→ What the task asks: After reading the data below, copy out every line that contains the word "grass".

→ Input data:
· · · ·

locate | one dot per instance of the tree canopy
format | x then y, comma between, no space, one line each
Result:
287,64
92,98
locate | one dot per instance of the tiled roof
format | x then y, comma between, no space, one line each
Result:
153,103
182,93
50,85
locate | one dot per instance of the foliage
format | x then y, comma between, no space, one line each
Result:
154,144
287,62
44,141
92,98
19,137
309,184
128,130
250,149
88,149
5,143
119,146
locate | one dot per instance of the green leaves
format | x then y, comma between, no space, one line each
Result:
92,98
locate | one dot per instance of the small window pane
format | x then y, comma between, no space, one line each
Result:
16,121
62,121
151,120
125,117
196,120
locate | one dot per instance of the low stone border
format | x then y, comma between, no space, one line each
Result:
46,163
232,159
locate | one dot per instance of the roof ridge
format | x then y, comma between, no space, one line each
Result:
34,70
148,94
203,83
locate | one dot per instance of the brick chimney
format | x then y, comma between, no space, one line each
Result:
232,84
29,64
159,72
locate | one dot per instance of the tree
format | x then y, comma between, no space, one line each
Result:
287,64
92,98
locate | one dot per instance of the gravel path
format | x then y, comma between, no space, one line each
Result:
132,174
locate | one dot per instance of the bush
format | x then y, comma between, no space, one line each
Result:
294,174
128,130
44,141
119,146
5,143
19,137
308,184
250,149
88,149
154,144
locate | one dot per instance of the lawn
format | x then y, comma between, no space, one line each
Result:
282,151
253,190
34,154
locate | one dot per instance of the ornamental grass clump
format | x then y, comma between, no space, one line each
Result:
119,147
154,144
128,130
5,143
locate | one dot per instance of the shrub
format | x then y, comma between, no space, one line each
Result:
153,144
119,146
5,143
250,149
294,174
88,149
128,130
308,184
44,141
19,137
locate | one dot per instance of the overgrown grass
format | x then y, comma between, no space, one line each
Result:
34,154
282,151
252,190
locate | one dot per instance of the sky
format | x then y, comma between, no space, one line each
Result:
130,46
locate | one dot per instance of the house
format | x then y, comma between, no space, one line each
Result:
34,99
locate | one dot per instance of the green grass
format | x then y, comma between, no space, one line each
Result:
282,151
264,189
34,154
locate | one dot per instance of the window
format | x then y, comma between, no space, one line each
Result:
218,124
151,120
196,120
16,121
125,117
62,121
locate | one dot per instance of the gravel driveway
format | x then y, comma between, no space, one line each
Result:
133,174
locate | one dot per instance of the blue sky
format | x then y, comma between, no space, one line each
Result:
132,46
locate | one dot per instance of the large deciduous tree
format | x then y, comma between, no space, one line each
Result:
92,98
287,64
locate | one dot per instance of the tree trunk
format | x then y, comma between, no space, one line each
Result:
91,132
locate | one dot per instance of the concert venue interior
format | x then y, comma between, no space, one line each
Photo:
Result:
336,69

· · · ·

→ Task result:
locate | one dot per instance of the ornamental grass clump
locate | one dot per instance of the overgrown grass
locate | one dot per instance of the green grass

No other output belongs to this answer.